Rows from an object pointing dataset
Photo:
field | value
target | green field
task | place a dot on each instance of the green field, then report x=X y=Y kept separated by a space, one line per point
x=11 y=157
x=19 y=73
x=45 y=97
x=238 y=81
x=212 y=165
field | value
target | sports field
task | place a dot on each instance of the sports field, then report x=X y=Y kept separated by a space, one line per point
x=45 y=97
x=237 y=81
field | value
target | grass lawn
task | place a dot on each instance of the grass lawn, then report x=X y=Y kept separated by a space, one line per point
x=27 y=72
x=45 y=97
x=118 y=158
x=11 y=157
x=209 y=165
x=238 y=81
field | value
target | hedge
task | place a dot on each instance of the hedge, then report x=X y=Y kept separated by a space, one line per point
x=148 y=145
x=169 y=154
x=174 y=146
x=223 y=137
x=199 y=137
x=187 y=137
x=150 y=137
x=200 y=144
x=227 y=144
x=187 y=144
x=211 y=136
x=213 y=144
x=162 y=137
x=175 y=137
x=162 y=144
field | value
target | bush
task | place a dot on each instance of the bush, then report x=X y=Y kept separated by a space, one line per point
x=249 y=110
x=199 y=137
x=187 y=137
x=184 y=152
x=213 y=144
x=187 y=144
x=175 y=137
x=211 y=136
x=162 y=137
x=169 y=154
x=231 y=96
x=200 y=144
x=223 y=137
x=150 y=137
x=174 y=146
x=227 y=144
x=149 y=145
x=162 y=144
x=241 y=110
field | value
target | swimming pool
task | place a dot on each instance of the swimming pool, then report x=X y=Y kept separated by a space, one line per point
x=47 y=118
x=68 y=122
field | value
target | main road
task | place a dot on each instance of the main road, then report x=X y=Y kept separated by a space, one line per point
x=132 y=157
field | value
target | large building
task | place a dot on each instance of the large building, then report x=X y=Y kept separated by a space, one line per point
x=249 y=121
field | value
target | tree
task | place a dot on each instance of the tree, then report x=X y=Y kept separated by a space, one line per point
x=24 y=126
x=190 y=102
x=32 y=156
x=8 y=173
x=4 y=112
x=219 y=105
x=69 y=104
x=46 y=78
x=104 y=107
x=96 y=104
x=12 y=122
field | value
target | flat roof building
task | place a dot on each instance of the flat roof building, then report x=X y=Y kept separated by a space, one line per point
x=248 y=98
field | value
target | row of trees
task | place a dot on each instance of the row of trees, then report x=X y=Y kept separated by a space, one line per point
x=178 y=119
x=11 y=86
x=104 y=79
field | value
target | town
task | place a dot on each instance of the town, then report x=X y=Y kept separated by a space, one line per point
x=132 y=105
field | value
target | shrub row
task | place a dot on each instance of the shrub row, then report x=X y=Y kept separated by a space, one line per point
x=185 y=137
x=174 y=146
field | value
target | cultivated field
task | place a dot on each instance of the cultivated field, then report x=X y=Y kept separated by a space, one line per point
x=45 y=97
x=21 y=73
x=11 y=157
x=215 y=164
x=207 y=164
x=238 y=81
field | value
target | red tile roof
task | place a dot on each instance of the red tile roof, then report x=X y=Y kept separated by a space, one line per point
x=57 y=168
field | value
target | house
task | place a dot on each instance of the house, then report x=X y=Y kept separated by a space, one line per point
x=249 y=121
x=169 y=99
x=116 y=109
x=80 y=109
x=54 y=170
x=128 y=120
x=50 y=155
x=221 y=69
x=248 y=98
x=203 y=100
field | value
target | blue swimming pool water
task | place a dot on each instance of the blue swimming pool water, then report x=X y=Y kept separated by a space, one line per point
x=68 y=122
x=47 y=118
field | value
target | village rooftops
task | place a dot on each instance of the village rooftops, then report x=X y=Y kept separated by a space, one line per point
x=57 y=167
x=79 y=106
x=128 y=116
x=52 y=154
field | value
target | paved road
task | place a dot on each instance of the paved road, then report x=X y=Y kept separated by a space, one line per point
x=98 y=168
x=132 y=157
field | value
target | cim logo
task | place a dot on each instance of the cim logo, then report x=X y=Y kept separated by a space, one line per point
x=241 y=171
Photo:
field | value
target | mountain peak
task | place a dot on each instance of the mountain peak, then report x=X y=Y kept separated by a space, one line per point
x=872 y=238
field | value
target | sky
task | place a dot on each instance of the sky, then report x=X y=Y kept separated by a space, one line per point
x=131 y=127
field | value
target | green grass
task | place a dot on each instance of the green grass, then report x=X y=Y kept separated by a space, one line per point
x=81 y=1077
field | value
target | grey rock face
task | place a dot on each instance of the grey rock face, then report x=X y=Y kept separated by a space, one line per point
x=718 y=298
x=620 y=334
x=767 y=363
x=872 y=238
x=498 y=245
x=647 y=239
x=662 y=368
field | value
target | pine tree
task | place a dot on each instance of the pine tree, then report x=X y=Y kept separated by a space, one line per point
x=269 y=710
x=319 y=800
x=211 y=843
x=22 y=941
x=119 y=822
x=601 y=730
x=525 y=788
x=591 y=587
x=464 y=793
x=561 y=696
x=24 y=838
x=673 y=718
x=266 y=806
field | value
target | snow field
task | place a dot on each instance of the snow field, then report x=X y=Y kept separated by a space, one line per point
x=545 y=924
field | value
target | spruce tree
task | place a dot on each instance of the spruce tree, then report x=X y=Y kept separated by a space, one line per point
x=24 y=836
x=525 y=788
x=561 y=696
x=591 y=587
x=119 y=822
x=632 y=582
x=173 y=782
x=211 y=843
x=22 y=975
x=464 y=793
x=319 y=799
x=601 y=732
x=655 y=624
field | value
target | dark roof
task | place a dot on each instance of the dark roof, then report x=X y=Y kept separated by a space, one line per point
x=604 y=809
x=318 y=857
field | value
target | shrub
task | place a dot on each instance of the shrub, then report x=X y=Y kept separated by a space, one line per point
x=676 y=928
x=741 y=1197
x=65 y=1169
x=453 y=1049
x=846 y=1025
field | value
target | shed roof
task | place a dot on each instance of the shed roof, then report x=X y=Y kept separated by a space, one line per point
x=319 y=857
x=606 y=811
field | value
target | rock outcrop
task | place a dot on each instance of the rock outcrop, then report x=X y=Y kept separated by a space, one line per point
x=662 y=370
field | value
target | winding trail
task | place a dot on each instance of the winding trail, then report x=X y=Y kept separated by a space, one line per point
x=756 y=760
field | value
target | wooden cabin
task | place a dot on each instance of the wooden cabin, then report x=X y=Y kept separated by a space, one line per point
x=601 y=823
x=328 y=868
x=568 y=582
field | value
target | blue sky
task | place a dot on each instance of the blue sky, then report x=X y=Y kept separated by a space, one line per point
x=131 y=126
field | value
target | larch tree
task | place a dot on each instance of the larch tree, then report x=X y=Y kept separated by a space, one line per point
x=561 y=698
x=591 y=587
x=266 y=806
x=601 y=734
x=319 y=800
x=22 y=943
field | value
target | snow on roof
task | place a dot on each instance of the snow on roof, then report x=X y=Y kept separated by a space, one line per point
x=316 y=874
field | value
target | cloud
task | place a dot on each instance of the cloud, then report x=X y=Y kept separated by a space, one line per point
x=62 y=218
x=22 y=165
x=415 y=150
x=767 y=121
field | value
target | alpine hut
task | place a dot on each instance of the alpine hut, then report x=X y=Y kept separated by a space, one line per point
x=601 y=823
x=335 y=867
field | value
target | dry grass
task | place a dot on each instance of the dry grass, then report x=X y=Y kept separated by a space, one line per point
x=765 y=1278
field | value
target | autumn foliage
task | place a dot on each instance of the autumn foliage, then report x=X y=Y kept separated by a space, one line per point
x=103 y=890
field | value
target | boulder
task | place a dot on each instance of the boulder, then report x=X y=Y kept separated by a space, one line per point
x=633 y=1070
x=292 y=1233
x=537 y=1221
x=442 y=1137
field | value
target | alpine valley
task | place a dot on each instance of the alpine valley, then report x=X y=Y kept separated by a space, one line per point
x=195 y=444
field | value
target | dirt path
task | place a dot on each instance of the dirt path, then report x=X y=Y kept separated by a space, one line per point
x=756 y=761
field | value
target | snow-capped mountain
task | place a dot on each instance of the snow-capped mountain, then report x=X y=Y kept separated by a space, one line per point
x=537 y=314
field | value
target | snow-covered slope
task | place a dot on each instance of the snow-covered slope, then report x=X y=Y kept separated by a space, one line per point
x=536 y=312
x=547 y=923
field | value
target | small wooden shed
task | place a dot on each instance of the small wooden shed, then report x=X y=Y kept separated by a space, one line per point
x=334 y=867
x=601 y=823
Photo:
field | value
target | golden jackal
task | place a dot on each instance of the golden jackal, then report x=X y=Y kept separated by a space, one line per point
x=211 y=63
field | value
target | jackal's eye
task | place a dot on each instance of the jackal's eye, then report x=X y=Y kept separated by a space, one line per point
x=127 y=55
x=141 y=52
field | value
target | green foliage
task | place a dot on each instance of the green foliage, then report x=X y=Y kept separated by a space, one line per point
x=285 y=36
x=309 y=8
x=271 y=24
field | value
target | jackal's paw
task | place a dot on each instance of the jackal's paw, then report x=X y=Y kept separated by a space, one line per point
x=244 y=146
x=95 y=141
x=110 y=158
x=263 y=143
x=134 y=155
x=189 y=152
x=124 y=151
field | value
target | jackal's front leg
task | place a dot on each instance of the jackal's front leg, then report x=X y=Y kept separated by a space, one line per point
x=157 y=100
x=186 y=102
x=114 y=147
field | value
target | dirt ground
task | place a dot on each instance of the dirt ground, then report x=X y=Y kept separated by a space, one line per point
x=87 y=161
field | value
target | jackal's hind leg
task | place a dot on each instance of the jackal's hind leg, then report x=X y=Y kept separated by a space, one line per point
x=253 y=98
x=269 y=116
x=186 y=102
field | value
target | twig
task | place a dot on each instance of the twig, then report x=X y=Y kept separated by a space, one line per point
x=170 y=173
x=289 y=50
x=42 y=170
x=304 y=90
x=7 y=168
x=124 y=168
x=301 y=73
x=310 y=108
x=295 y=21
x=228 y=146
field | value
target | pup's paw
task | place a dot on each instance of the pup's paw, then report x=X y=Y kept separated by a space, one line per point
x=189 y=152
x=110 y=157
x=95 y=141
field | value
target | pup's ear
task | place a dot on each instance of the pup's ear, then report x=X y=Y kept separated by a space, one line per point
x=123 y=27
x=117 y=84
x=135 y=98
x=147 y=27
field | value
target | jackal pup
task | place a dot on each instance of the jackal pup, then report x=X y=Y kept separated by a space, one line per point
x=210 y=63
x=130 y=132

**TASK STATEMENT:** List every line of the records that contains the word "small", copying each such line in full.

**TASK OUTPUT:**
target | small wooden shed
task | place a dot on each instance of the small wooden shed, then report x=X y=Y kept separated by a space, one line per point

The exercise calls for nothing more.